▶ **Exercise goal**: Repeat each entry word for word.
★ ★ ★ ★ ★
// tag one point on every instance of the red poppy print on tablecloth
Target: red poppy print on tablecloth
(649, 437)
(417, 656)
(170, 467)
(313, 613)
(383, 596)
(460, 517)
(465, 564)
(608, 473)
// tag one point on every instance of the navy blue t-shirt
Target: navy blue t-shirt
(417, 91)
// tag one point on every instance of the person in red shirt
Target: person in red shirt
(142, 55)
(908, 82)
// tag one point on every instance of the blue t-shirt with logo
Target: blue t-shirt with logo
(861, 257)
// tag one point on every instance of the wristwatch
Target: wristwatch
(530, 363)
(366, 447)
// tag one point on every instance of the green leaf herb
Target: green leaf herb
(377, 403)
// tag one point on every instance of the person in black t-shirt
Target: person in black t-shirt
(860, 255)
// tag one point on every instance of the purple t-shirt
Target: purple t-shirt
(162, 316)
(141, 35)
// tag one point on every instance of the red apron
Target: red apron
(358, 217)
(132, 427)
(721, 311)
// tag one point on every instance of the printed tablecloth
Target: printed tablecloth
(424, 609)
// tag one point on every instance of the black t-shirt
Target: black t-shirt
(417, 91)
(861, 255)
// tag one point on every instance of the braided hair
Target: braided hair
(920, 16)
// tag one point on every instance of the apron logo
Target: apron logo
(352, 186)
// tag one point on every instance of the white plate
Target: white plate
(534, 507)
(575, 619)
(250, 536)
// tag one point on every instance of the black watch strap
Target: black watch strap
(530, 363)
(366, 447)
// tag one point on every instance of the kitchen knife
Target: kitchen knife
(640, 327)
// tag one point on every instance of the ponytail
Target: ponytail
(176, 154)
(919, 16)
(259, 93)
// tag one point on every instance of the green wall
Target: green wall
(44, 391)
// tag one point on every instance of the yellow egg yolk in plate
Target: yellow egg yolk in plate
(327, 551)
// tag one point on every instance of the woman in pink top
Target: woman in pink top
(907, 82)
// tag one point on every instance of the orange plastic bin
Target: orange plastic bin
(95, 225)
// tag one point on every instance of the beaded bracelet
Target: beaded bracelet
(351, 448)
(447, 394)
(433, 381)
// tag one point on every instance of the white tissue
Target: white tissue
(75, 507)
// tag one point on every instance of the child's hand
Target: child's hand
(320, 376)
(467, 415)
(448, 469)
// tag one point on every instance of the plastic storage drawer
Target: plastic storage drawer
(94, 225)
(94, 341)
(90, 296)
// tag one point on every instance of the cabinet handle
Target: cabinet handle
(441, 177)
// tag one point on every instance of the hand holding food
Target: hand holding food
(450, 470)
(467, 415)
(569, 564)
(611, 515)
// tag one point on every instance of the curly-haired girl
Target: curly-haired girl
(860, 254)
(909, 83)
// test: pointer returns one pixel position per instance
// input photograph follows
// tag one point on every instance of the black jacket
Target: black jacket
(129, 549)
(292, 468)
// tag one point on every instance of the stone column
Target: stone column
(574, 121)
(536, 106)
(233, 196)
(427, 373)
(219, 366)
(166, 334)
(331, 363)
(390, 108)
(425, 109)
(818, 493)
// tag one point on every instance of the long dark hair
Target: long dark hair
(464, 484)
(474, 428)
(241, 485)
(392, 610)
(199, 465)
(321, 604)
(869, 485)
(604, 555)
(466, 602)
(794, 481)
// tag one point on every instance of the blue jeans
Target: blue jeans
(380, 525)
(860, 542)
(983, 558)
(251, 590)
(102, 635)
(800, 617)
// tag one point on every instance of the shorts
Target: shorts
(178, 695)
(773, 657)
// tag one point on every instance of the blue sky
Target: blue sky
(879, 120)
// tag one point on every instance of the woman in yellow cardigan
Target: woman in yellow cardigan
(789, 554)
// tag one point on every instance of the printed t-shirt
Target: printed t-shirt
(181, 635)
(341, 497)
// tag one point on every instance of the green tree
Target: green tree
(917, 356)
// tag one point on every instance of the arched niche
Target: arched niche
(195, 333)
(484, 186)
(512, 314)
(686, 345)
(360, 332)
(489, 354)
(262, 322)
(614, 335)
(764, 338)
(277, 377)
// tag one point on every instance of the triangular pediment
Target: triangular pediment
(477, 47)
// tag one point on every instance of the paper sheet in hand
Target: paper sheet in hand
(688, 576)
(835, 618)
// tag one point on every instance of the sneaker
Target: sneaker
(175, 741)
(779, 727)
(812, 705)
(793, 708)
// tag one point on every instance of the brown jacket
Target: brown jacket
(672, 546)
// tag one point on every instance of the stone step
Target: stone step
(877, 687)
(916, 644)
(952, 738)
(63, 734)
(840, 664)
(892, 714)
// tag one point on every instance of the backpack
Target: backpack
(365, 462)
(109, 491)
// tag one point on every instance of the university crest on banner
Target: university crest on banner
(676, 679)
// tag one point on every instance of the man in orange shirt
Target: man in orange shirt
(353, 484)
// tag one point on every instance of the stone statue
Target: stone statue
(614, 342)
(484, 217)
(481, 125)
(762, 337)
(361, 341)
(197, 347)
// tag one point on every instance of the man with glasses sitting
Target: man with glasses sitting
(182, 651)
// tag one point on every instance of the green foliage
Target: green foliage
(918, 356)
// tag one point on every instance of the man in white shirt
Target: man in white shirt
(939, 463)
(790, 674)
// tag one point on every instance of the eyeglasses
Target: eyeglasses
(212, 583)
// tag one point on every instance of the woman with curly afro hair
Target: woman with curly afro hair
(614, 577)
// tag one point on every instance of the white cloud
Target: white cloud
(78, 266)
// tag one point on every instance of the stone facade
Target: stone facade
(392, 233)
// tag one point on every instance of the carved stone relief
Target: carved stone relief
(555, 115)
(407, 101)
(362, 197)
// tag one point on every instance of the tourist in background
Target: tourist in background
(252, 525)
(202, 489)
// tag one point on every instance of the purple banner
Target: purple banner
★ ★ ★ ★ ★
▶ **Exercise solution**:
// tag one point on every instance of the red poppy print on tablecloth
Target: red poppy print on tablecloth
(649, 437)
(417, 656)
(170, 467)
(313, 613)
(383, 596)
(460, 517)
(465, 564)
(608, 473)
// tag one point on every instance of the navy blue t-shirt
Target: navy blue t-shirt
(417, 91)
// tag one point on every instance of the person in red shirt
Target: person in red shirt
(142, 55)
(908, 82)
// tag one point on every instance of the blue t-shirt with logo
Target: blue t-shirt with logo
(861, 257)
// tag one point on every instance of the wristwatch
Target: wristwatch
(530, 363)
(366, 447)
// tag one point on every instance of the green leaf herb
Target: green leaf herb
(377, 403)
// tag one point on every instance of the person in black t-shirt
Target: person in black t-shirt
(860, 255)
// tag one point on every instance of the purple t-shirt
Target: purple t-shirt
(162, 316)
(141, 35)
// tag one point on every instance of the red apron
Target: red apron
(358, 217)
(132, 427)
(721, 311)
// tag one point on every instance of the printed tablecloth
Target: printed tablecloth
(424, 609)
// tag one point on every instance of the black t-shirt
Target: black t-shirt
(417, 91)
(861, 255)
// tag one point on every instance of the braided hair
Target: braided hair
(920, 16)
// tag one point on every instance of the apron logo
Target: apron logo
(352, 186)
// tag one point on every instance of the white plate
Target: white plate
(534, 507)
(575, 619)
(250, 536)
// tag one point on every instance of the black watch strap
Target: black watch strap
(530, 363)
(366, 447)
// tag one point on every instance of the kitchen knife
Target: kitchen knife
(640, 327)
// tag one point on every instance of the ponytail
Target: ponytail
(176, 154)
(919, 16)
(259, 93)
// tag one point on every instance of the green wall
Target: green wall
(44, 391)
// tag one point on every instance of the yellow egg yolk in plate
Target: yellow egg yolk in plate
(327, 551)
// tag one point on every instance of the woman in pink top
Target: woman in pink top
(907, 82)
// tag one point on every instance of the orange plastic bin
Target: orange plastic bin
(95, 225)
// tag one point on every instance of the beaded bracelet
Target: beaded bracelet
(351, 448)
(447, 394)
(433, 381)
// tag one point on every instance of the white tissue
Target: white tissue
(75, 507)
// tag one point on every instance of the child's hand
Target: child's hand
(320, 376)
(467, 415)
(448, 469)
// tag one point on every instance of the plastic storage drawer
Target: plastic storage drawer
(94, 225)
(94, 341)
(90, 296)
// tag one point on every instance of the cabinet handle
Target: cabinet handle
(441, 177)
// tag one point on every instance of the hand holding food
Target: hand holding food
(450, 470)
(467, 415)
(569, 564)
(611, 515)
// tag one point on every instance of the curly-haired girl
Target: curly-haired girl
(860, 254)
(909, 83)
// test: pointer returns one pixel position per instance
// input photograph follows
// tag one point on every instance of the black jacket
Target: black jacket
(129, 549)
(292, 468)
// tag one point on every instance of the stone column
Target: stone column
(574, 121)
(536, 106)
(233, 196)
(427, 373)
(219, 366)
(166, 334)
(331, 363)
(390, 108)
(425, 109)
(818, 493)
// tag one point on every instance of the long dark hair
Target: long dark hair
(464, 484)
(474, 428)
(241, 485)
(392, 610)
(199, 465)
(321, 604)
(869, 485)
(604, 555)
(466, 602)
(794, 481)
// tag one point on every instance of the blue jeans
Target: blue jeans
(380, 525)
(860, 542)
(983, 558)
(251, 590)
(102, 635)
(800, 617)
// tag one point on every instance of the shorts
Target: shorts
(178, 695)
(773, 657)
// tag one point on every instance of the blue sky
Target: blue sky
(879, 120)
// tag one point on every instance of the woman in yellow cardigan
Target: woman in yellow cardigan
(789, 554)
// tag one point on every instance of the printed t-shirt
Target: printed t-shirt
(181, 635)
(341, 497)
// tag one point on every instance of the green tree
Target: green tree
(917, 356)
// tag one point on every instance of the arched niche
Target: arched niche
(195, 333)
(484, 186)
(512, 314)
(686, 345)
(360, 332)
(489, 354)
(262, 322)
(614, 335)
(764, 338)
(277, 377)
// tag one point on every instance of the triangular pediment
Target: triangular pediment
(477, 47)
// tag one point on every instance of the paper sheet in hand
Target: paper sheet in hand
(688, 576)
(835, 618)
// tag one point on every instance of the sneaker
Target: sneaker
(175, 741)
(779, 727)
(812, 705)
(793, 708)
// tag one point on every instance of the brown jacket
Target: brown jacket
(672, 546)
// tag one point on every instance of the stone step
Target: stone step
(877, 687)
(916, 644)
(952, 738)
(63, 734)
(840, 664)
(892, 714)
// tag one point on every instance of the backpack
Target: backpack
(365, 462)
(109, 491)
// tag one point on every instance of the university crest on banner
Target: university crest on banner
(676, 679)
// tag one point on every instance of the man in orange shirt
Target: man in orange shirt
(353, 484)
// tag one point on every instance of the stone statue
Target: stone statue
(614, 342)
(484, 217)
(481, 125)
(762, 337)
(361, 341)
(197, 347)
// tag one point on every instance of the man with glasses sitting
Target: man with glasses sitting
(182, 651)
// tag one point on every instance of the green foliage
Target: green foliage
(918, 356)
// tag one point on every instance of the man in white shirt
Target: man in white shirt
(939, 463)
(790, 674)
// tag one point on every instance of the eyeglasses
Target: eyeglasses
(212, 583)
// tag one point on every instance of the woman with curly afro hair
Target: woman with curly afro hair
(614, 577)
// tag one point on every instance of the white cloud
Target: white cloud
(78, 266)
// tag one point on every instance of the stone facade
Target: stone facade
(392, 233)
// tag one point on every instance of the carved stone relief
Target: carved stone relief
(555, 115)
(407, 101)
(362, 197)
// tag one point on every instance of the tourist in background
Target: tourist in background
(252, 525)
(202, 489)
// tag one point on every instance of the purple banner
Target: purple banner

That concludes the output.